_JOB_:
Rewrite the listing below with "even-odd fill" swapped for "nonzero fill" everywhere it occurs, leaving all other text untouched and omitting the pictures.

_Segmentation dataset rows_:

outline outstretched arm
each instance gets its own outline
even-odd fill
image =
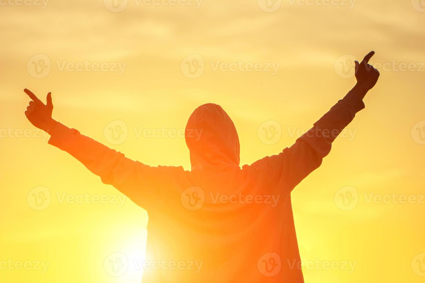
[[[160,205],[164,188],[159,183],[165,176],[160,178],[159,171],[162,170],[162,174],[164,174],[164,170],[175,170],[134,161],[76,130],[66,127],[52,118],[53,105],[50,92],[45,105],[30,91],[26,89],[24,91],[32,100],[25,115],[33,125],[50,134],[49,144],[69,153],[99,176],[103,182],[113,185],[147,210],[156,209]],[[178,171],[182,171],[182,168]]]
[[[271,182],[289,193],[301,180],[320,166],[331,150],[332,142],[365,106],[362,100],[375,85],[379,72],[368,64],[374,54],[369,53],[361,62],[356,62],[357,84],[314,126],[291,147],[277,155],[260,160],[266,163]]]

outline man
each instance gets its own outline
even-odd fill
[[[235,126],[215,104],[200,106],[187,122],[190,171],[133,161],[55,121],[50,92],[45,105],[25,90],[32,100],[25,115],[51,134],[49,143],[147,211],[153,266],[144,282],[303,282],[290,193],[364,108],[379,77],[368,64],[374,53],[356,62],[355,86],[295,144],[241,168]]]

_EXERCISE OUTPUT_:
outline outstretched arm
each instance gets its own outline
nonzero fill
image =
[[[160,205],[164,188],[159,183],[165,176],[160,178],[159,171],[162,170],[162,174],[164,174],[164,170],[175,170],[134,161],[76,130],[66,127],[52,118],[53,105],[50,92],[45,105],[30,91],[26,89],[24,91],[32,100],[25,115],[33,125],[50,134],[49,144],[69,153],[99,176],[103,182],[113,185],[147,210],[156,209]],[[178,171],[182,171],[182,168]]]
[[[271,182],[289,193],[301,180],[320,166],[331,150],[332,142],[365,106],[362,100],[375,85],[379,72],[368,64],[374,54],[369,53],[361,62],[356,62],[357,84],[314,126],[291,147],[277,155],[260,160],[266,163]]]

outline man
each instance gets its own outline
nonzero fill
[[[235,126],[215,104],[200,106],[187,122],[190,171],[133,161],[55,121],[50,92],[45,105],[25,90],[32,100],[25,115],[51,134],[49,143],[147,211],[153,266],[144,282],[303,282],[290,193],[364,108],[379,77],[368,64],[374,53],[356,62],[355,86],[295,144],[241,168]]]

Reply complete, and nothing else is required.